**Material for the task**.
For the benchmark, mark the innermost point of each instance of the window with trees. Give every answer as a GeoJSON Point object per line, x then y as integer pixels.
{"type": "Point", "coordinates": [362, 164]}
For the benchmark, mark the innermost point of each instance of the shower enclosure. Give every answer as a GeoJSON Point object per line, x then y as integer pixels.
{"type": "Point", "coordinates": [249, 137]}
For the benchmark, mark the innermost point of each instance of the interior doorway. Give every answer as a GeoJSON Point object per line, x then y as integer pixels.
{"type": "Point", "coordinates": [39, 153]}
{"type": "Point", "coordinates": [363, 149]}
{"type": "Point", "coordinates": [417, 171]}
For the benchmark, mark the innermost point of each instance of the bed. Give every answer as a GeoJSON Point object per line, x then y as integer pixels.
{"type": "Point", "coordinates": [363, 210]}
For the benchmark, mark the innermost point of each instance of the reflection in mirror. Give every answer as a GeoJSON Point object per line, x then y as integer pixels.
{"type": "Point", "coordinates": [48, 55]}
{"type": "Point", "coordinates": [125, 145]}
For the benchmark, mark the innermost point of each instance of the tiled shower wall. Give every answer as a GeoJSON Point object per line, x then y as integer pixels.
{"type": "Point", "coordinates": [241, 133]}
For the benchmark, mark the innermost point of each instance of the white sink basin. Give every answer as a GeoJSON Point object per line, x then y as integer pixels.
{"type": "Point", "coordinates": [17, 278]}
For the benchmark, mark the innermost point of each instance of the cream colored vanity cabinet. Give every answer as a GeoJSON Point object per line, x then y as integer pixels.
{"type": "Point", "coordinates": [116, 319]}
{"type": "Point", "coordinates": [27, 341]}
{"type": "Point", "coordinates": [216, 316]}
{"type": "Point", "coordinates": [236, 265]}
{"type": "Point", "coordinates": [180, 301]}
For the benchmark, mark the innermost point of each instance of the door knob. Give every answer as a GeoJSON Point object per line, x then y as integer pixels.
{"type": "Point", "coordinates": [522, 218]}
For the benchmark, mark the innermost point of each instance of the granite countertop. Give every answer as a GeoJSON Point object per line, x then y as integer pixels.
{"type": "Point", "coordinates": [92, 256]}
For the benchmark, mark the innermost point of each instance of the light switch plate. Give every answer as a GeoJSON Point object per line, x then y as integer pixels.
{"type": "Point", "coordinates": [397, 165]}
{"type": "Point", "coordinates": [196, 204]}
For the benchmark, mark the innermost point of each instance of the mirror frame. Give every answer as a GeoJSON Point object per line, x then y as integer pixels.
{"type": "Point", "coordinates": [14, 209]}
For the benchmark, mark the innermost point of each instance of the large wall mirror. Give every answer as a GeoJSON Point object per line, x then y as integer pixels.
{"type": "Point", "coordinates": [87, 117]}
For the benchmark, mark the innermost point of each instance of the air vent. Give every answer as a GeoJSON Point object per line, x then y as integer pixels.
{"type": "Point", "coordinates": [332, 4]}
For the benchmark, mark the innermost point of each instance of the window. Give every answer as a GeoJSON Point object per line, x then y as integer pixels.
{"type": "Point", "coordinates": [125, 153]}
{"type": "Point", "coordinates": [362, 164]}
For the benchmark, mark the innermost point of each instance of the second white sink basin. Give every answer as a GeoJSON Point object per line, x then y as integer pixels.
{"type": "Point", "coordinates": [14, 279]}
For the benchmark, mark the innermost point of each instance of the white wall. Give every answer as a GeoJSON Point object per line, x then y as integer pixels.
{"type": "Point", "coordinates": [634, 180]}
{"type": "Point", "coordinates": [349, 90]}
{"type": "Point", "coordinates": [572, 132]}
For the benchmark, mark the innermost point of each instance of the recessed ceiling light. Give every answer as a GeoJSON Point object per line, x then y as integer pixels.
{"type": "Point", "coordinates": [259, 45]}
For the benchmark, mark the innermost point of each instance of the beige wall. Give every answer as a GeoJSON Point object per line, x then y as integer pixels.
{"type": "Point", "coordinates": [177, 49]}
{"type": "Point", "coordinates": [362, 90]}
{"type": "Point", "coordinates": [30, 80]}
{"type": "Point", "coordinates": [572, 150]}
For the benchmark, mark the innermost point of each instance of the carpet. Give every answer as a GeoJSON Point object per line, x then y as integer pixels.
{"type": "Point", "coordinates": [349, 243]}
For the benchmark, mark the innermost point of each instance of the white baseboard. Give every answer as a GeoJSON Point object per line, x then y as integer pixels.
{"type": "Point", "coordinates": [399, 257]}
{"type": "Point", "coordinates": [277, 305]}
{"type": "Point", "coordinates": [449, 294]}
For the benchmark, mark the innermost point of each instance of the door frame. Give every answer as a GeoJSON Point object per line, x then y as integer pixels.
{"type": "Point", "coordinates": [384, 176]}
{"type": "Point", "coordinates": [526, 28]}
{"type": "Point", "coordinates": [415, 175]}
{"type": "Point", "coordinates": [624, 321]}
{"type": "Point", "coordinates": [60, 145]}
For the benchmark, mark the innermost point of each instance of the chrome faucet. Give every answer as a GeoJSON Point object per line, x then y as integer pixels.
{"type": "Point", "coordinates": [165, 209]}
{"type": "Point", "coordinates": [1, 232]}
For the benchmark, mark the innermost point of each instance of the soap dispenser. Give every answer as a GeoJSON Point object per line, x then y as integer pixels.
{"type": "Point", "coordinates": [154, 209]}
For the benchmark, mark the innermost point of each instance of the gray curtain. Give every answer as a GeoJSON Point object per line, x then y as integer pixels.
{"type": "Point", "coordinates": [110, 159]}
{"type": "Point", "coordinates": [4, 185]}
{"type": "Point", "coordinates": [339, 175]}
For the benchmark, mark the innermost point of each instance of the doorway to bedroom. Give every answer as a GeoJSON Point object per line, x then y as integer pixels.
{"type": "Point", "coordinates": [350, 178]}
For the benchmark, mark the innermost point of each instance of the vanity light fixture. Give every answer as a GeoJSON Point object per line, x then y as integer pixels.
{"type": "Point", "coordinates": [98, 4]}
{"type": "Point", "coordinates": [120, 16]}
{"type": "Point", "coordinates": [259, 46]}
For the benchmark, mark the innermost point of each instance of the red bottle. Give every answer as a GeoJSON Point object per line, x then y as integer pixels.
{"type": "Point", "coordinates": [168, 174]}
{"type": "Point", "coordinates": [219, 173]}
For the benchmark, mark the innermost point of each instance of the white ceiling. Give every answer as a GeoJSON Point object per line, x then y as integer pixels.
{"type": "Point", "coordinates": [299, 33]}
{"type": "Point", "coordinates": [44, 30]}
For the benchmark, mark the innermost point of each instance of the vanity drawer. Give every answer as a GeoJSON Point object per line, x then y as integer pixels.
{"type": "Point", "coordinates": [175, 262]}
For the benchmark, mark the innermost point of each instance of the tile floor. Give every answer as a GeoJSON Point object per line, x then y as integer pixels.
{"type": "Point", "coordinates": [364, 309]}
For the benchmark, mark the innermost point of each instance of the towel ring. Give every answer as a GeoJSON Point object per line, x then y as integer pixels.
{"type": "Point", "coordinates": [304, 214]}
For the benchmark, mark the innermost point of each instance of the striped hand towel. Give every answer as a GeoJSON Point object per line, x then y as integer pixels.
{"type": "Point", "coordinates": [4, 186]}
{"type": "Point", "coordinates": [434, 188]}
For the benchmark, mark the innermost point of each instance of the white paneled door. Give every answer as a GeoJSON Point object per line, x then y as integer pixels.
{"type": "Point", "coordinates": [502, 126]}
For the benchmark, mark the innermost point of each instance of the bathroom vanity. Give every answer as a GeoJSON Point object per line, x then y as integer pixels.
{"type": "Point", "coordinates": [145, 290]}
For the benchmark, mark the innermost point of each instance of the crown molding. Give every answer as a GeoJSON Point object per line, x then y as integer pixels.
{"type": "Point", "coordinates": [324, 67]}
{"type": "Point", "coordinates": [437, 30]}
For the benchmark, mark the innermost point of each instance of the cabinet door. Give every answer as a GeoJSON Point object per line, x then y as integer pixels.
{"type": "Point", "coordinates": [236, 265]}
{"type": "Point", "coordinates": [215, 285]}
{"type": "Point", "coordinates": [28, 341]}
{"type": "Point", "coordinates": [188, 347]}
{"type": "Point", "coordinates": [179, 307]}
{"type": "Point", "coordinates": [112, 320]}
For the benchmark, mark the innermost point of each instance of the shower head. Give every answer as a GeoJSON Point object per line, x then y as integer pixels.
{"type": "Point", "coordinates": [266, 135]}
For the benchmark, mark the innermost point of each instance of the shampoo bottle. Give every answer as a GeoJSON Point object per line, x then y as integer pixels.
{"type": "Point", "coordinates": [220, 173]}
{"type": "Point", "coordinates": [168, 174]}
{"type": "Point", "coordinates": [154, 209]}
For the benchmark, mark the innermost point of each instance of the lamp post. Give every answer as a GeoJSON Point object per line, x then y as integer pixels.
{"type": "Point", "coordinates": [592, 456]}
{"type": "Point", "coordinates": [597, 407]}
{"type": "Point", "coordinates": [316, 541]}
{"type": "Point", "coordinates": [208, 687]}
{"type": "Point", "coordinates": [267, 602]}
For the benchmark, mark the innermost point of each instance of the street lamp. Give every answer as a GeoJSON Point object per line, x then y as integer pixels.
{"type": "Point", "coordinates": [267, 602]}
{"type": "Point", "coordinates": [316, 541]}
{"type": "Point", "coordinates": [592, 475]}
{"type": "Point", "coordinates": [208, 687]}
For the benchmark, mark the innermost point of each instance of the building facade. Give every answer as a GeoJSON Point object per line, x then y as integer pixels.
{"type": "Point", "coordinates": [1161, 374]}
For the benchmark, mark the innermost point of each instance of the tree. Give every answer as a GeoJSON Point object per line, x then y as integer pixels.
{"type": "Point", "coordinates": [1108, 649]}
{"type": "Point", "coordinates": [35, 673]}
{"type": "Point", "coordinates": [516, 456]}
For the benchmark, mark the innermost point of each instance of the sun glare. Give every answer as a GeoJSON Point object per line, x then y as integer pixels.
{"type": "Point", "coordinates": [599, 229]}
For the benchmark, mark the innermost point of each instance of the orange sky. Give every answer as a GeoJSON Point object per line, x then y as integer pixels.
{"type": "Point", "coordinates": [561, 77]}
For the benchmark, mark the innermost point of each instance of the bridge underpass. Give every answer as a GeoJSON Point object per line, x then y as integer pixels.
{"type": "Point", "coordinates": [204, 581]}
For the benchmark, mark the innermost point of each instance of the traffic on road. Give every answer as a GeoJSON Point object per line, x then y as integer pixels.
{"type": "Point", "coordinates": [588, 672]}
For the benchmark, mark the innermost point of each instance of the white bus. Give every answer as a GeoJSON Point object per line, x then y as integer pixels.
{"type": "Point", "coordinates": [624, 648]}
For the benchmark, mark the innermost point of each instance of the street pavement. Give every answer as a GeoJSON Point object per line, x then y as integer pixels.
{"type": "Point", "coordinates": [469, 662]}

**What you have to do**.
Reproduce exactly, with nothing added, the lines from the one that contains "of the orange" to the end of the data.

**The completed task**.
For the benchmark, mark the innermost point of each instance of the orange sky. Give every answer as a GeoJSON Point object per line, x then y as integer pixels.
{"type": "Point", "coordinates": [561, 77]}
For the benchmark, mark the innermost point of each instance of the bridge underpass. Give every answer as a GeoJSON Point object per line, x then y as integer pixels.
{"type": "Point", "coordinates": [204, 581]}
For the benchmark, mark the innermost point of each instance of the traffic on road. Give every answer as a GeoJSON Point object per line, x then y as integer pixels.
{"type": "Point", "coordinates": [588, 672]}
For the benchmark, mark the innermost point of each instance of the white bus. Give every answer as a GeoJSON Point object per line, x then y as integer pixels.
{"type": "Point", "coordinates": [624, 648]}
For the benchmark, mark the innermost point of each instance of the street pavement. Give every answer as a GeoJSON Point object per line, x then y as integer pixels.
{"type": "Point", "coordinates": [469, 662]}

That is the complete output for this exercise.